═════ TEXT BLOCK ═════

Here is a verse I've been memorizing this week: (Beth Moore has a memorizing thing going on, check out her blog)

One thing have I asked of the Lord,
that will I seek after;
That I may dwell in the house of the Lord
all the days of my life,
to behold the beauty of the Lord,
and to inquire in His temple.
Ps. 27:4
I'm praying for you!

Danielle Holsapple said...

I am sure it was hard to wake up from that. But God has a mysterious way of communicating with us, doesn't he?! (HUGS) to you!

Anonymous said...

Isaac is watching over you when he knows you need him the most. He is a special little boy and has touched so many of our hearts. Keep dreaming those happy and soothing dreams and yes you will be together again. God Bless you.

Anonymous said...

═════

▶ YOUR TASKS
A – In the blog excerpt, which psalm verse is the writer memorizing this week?
B – Write the next part of the blog excerpt, picking up after its final line.

═════ DATASET ═════

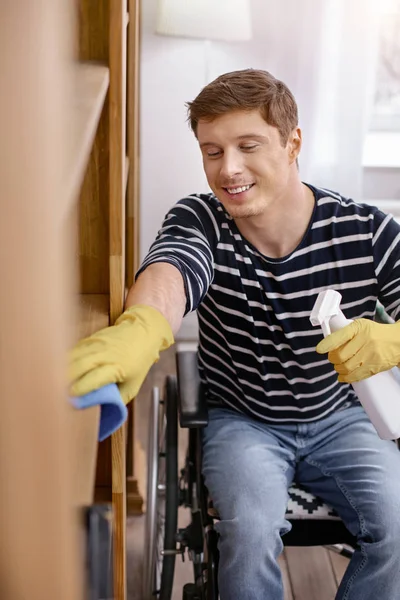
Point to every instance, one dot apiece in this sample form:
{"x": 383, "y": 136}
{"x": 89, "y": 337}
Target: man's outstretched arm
{"x": 124, "y": 352}
{"x": 160, "y": 286}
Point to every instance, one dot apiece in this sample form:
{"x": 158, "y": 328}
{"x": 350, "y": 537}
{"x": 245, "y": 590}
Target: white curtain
{"x": 342, "y": 96}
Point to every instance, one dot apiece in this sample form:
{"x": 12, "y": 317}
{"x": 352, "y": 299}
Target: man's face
{"x": 245, "y": 163}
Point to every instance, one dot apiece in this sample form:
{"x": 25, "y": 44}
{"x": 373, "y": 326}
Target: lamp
{"x": 223, "y": 20}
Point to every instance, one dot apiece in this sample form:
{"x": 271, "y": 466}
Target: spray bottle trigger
{"x": 326, "y": 330}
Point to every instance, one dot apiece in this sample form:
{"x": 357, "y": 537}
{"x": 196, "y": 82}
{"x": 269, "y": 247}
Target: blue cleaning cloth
{"x": 113, "y": 411}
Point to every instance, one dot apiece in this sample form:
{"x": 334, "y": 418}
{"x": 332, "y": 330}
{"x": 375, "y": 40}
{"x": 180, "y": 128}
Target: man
{"x": 252, "y": 257}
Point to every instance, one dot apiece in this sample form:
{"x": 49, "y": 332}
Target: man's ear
{"x": 294, "y": 144}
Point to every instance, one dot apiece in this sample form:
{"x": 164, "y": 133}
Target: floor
{"x": 309, "y": 573}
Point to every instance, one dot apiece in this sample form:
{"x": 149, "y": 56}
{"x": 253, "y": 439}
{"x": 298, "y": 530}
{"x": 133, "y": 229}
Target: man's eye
{"x": 249, "y": 147}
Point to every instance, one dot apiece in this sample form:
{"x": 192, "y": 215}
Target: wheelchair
{"x": 314, "y": 523}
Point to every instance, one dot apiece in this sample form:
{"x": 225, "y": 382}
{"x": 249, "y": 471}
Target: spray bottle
{"x": 378, "y": 394}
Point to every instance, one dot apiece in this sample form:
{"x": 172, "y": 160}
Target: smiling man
{"x": 251, "y": 257}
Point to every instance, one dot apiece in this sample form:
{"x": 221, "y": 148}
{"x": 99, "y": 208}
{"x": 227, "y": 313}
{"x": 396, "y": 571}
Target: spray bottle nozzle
{"x": 326, "y": 306}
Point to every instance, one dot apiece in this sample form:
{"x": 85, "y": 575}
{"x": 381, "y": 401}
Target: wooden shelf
{"x": 126, "y": 168}
{"x": 93, "y": 313}
{"x": 91, "y": 83}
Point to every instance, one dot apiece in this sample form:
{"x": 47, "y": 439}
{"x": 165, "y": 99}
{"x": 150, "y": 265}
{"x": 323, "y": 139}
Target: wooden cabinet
{"x": 68, "y": 235}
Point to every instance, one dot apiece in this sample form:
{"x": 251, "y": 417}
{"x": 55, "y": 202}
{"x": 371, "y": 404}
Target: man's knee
{"x": 250, "y": 524}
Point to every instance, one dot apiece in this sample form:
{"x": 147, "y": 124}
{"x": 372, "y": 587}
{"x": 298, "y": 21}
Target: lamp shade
{"x": 223, "y": 20}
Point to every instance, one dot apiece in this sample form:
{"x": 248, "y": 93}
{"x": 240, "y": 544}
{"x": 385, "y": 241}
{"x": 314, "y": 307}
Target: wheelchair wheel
{"x": 162, "y": 495}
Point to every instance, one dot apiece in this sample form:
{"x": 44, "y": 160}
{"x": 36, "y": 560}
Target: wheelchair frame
{"x": 184, "y": 397}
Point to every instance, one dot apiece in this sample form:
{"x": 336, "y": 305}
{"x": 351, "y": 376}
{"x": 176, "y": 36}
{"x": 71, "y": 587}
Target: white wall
{"x": 174, "y": 70}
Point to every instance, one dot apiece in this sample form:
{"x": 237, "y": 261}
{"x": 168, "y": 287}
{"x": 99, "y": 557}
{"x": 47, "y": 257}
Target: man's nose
{"x": 231, "y": 165}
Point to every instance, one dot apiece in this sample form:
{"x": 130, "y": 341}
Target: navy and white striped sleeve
{"x": 187, "y": 239}
{"x": 386, "y": 249}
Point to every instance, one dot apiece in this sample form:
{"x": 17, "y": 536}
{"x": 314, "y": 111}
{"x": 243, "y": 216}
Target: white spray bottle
{"x": 380, "y": 393}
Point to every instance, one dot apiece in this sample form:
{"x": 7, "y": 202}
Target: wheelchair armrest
{"x": 192, "y": 406}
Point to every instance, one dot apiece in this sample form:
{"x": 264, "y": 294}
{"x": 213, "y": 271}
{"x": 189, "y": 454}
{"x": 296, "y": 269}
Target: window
{"x": 386, "y": 109}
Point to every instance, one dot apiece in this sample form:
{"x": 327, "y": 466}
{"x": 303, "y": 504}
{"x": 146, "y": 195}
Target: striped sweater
{"x": 257, "y": 345}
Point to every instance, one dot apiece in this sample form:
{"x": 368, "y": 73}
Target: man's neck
{"x": 281, "y": 228}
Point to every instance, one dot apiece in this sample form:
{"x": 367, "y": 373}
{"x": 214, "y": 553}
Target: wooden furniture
{"x": 64, "y": 174}
{"x": 106, "y": 213}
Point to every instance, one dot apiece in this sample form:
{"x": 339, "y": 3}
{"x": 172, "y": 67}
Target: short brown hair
{"x": 247, "y": 90}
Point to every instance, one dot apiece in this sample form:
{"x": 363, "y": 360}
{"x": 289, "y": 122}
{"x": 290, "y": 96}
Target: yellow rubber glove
{"x": 362, "y": 349}
{"x": 122, "y": 353}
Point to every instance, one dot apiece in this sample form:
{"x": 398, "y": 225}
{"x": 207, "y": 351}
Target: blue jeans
{"x": 248, "y": 467}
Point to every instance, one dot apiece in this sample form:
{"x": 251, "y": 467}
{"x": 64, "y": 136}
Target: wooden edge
{"x": 90, "y": 87}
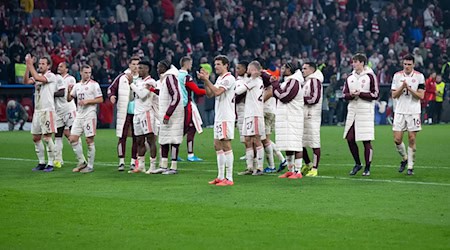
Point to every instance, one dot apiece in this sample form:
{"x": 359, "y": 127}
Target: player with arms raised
{"x": 408, "y": 88}
{"x": 143, "y": 120}
{"x": 88, "y": 95}
{"x": 44, "y": 109}
{"x": 65, "y": 110}
{"x": 224, "y": 92}
{"x": 253, "y": 124}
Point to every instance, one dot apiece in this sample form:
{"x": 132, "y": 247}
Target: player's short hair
{"x": 146, "y": 63}
{"x": 243, "y": 63}
{"x": 134, "y": 58}
{"x": 255, "y": 64}
{"x": 408, "y": 57}
{"x": 223, "y": 59}
{"x": 311, "y": 64}
{"x": 85, "y": 66}
{"x": 184, "y": 60}
{"x": 65, "y": 64}
{"x": 165, "y": 63}
{"x": 360, "y": 57}
{"x": 292, "y": 67}
{"x": 49, "y": 61}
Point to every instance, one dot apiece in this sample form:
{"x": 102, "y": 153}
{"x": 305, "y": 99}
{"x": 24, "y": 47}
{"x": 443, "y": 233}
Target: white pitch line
{"x": 214, "y": 163}
{"x": 211, "y": 170}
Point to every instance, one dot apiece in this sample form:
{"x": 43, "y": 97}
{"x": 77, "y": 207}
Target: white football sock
{"x": 290, "y": 162}
{"x": 39, "y": 148}
{"x": 298, "y": 164}
{"x": 250, "y": 154}
{"x": 78, "y": 150}
{"x": 152, "y": 163}
{"x": 229, "y": 159}
{"x": 91, "y": 155}
{"x": 411, "y": 157}
{"x": 141, "y": 160}
{"x": 50, "y": 150}
{"x": 260, "y": 157}
{"x": 58, "y": 148}
{"x": 278, "y": 152}
{"x": 269, "y": 155}
{"x": 221, "y": 164}
{"x": 174, "y": 165}
{"x": 164, "y": 162}
{"x": 401, "y": 149}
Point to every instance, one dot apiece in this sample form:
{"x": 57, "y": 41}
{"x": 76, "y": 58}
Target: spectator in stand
{"x": 16, "y": 114}
{"x": 440, "y": 93}
{"x": 430, "y": 97}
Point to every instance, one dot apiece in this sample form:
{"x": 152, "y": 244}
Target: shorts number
{"x": 144, "y": 123}
{"x": 219, "y": 128}
{"x": 249, "y": 124}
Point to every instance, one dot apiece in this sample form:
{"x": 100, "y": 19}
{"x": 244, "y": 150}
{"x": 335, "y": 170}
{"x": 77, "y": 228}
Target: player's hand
{"x": 404, "y": 85}
{"x": 129, "y": 78}
{"x": 28, "y": 59}
{"x": 203, "y": 74}
{"x": 69, "y": 88}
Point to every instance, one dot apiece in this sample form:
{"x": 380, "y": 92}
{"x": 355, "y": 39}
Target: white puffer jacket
{"x": 312, "y": 113}
{"x": 289, "y": 119}
{"x": 171, "y": 133}
{"x": 122, "y": 103}
{"x": 361, "y": 112}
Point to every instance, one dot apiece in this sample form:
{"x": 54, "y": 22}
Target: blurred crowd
{"x": 325, "y": 31}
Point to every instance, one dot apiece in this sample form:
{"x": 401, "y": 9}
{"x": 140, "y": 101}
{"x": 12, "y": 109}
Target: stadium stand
{"x": 102, "y": 33}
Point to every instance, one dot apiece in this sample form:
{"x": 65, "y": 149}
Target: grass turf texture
{"x": 109, "y": 209}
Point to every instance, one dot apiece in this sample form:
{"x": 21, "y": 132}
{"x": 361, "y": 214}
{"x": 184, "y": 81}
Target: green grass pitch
{"x": 112, "y": 210}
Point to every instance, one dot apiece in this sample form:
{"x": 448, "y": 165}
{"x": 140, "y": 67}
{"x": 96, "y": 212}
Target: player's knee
{"x": 36, "y": 138}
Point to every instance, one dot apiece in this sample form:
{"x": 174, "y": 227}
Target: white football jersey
{"x": 224, "y": 105}
{"x": 407, "y": 103}
{"x": 254, "y": 102}
{"x": 143, "y": 96}
{"x": 61, "y": 104}
{"x": 44, "y": 99}
{"x": 86, "y": 91}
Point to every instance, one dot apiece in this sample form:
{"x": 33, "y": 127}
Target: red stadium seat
{"x": 67, "y": 29}
{"x": 2, "y": 112}
{"x": 35, "y": 21}
{"x": 78, "y": 29}
{"x": 46, "y": 22}
{"x": 28, "y": 105}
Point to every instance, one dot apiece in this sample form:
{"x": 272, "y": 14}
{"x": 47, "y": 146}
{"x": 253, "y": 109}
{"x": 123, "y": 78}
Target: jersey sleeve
{"x": 98, "y": 91}
{"x": 50, "y": 77}
{"x": 394, "y": 82}
{"x": 227, "y": 83}
{"x": 421, "y": 82}
{"x": 73, "y": 93}
{"x": 60, "y": 83}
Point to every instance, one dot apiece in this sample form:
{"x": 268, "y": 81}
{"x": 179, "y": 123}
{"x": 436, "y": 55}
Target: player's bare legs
{"x": 78, "y": 150}
{"x": 401, "y": 149}
{"x": 39, "y": 149}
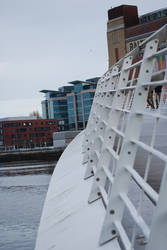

═════

▶ TASK-BY-TASK OUTPUTS
A – Psalm 27:4

B –
I am so glad you had that dream Stacy. I dream about my first child (miscarried at 9 weeks), who in my dreams is a little girl. It does hurt to wake, but in some sense it allows me to see her and know that God is taking care of her. I also believe that my loved ones in Heaven also care for her, not sure if that is actually true but it makes me feel better.
Alicia

Anonymous said...

What a precious precious dream and special memory to know hold close.

Joy said...

That is such a precious dream from God! Maybe it is His way of telling you that little Isaac is showering Heaven with his laughter. I know you'd rather have him here, though. *HUGS*

Carla said...

I'm so glad you had a wonderful dream of Isaac , even if it was only fleeting. It is just a taste of what will be someday in heaven.
I am also a member of the "I've lost a child club" that sister hood of hearts once broken and arms that know what empty really feels like. I remember to this day many of the dreams I had after Samuels death. The most recent was after the birth of his younger sister and brother. I dreamt that we found him, he had been alive all along and I had for the first time all three of my kids together. It was beautiful.

Susie (So Blessed) said...

"Thank goodness for the hope we can have in eternity... that the brokenness of this world isn't the end."

Amen and amen.

With my prayers,
Susie

The Sandefurs said...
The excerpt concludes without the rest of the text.